Subject: Strange rounding behaviour error?

From: Richard Crozier

Date: 26 Oct, 2009 11:03:02

Message: 1 of 6

Hello,

I've noticed some undesireable behaviour in some code I've written, which may or may not be an error, but for which I would like some advice on how to work around.

I have some code which partitions a region of space into 49 sections. On the lines running between these sections I am able to determine the exact value of a function I am interested in. Then to estimate the value of the function between these lines, I then interpolate between the values on these lines either side of a point I am interested in. To do this I first have to find the correct lines either side of the point I wish to evaluate which is where I'm getting an odd error.

By chance one of the points I wish to evaluate has come out as a value very close to one of the lines. The nearest line is at the line x=0.4, and my actual point has the x position 0.4 - 5.5511e-017. This is just under 0.4, which I discovered with the following code:

xyCoords(19,2) - 0.4

ans =

 -5.5511e-017

The region is split into 50 lines, and the correct lines either side of this point are the lines at x=0.38 and x = 0.4. However, if I do the following to find the nearest line below this point:

>> floor(rzCoords(19,2) * 50)/50

ans =

    0.4000

I get the answer above which is not the line below the point as desired. For comparison, if I do:

>> floor(0.399999999*50)/50

ans =

    0.3800

I get the correct line, the line at 0.38. To check what's going on I can also do the following to confirm that the number is definately less than 0.4:

>> xyCoords(19,2) == 0.4

ans =

     0

>> xyCoords(19,2) < 0.4

ans =

     1

This is a major problem, because if I then use the interp1 function as I would like to, as below for instance:

interp1([0.4, 0.42], [0.12154, 0.154894], abs(xyCoords(19,2)))

I get the result NaN as it lies outside the range of the data.

The problem appears to be that xyCoords(19,2) * 50 yields exactly 20, as shown below:

>> rzCoords(19,2) * 50

ans =

    20

>> ans == 20

ans =

     1

not a value just under 20 as it should be. What is the best way to fix this?

Subject: Strange rounding behaviour error?

From: Steven Lord

Date: 26 Oct, 2009 13:38:20

Message: 2 of 6


"Richard Crozier" <r.crozier@ed.ac.uk> wrote in message
news:hc3vl6$oag$1@fred.mathworks.com...
> Hello,
>
> I've noticed some undesireable behaviour in some code I've written, which
> may or may not be an error, but for which I would like some advice on how
> to work around.
>
> I have some code which partitions a region of space into 49 sections. On
> the lines running between these sections I am able to determine the exact
> value of a function I am interested in. Then to estimate the value of the
> function between these lines, I then interpolate between the values on
> these lines either side of a point I am interested in. To do this I first
> have to find the correct lines either side of the point I wish to evaluate
> which is where I'm getting an odd error.

- **Stored records**:
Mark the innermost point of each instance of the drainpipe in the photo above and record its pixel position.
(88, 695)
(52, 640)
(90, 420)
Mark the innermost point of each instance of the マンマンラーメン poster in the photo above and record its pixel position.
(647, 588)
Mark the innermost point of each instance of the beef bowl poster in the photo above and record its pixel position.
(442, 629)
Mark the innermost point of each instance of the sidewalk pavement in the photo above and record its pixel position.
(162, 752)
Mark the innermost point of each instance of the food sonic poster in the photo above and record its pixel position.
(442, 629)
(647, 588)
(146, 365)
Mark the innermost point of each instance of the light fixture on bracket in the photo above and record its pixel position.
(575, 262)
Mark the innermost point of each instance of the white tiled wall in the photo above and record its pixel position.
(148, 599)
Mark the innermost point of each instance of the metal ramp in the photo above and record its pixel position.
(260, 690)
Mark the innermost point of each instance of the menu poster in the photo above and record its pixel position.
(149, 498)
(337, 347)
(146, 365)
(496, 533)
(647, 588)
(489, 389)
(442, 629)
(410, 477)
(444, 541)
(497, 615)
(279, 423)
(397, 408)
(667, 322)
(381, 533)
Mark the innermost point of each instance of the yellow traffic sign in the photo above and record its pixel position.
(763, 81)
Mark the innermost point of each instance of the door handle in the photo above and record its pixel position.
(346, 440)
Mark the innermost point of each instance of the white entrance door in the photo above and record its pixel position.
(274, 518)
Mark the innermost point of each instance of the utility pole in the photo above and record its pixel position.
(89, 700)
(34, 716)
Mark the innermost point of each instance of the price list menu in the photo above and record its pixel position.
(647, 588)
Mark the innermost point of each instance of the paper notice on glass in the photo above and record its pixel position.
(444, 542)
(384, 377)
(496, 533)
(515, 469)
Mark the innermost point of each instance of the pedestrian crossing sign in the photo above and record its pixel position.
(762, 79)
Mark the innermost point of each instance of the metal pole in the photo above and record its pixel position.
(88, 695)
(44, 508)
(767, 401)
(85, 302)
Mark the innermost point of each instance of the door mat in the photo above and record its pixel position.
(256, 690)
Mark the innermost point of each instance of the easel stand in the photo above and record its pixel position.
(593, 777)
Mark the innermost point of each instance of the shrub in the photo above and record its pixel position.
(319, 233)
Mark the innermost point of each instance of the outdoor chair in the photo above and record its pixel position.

- **Written tasks**:
(1) List every command in the forum thread on rounding behavior that is typed after the ">>" prompt.
(2) In the records, take the lines from the one containing "Mark the innermost point of each instance of the price" through the end of the records. Rewrite those lines with "innermost point" swapped for "central point" and everything else left unchanged.

- **Responses per task**:
(1)
floor(rzCoords(19,2) * 50)/50
floor(0.399999999*50)/50
xyCoords(19,2) == 0.4
xyCoords(19,2) < 0.4
rzCoords(19,2) * 50
ans == 20

(2)
Mark the central point of each instance of the price list menu in the photo above and record its pixel position.
(647, 588)
Mark the central point of each instance of the paper notice on glass in the photo above and record its pixel position.
(444, 542)
(384, 377)
(496, 533)
(515, 469)
Mark the central point of each instance of the pedestrian crossing sign in the photo above and record its pixel position.
(762, 79)
Mark the central point of each instance of the metal pole in the photo above and record its pixel position.
(88, 695)
(44, 508)
(767, 401)
(85, 302)
Mark the central point of each instance of the door mat in the photo above and record its pixel position.
(256, 690)
Mark the central point of each instance of the easel stand in the photo above and record its pixel position.
(593, 777)
Mark the central point of each instance of the shrub in the photo above and record its pixel position.
(319, 233)
Mark the central point of each instance of the outdoor chair in the photo above and record its pixel position.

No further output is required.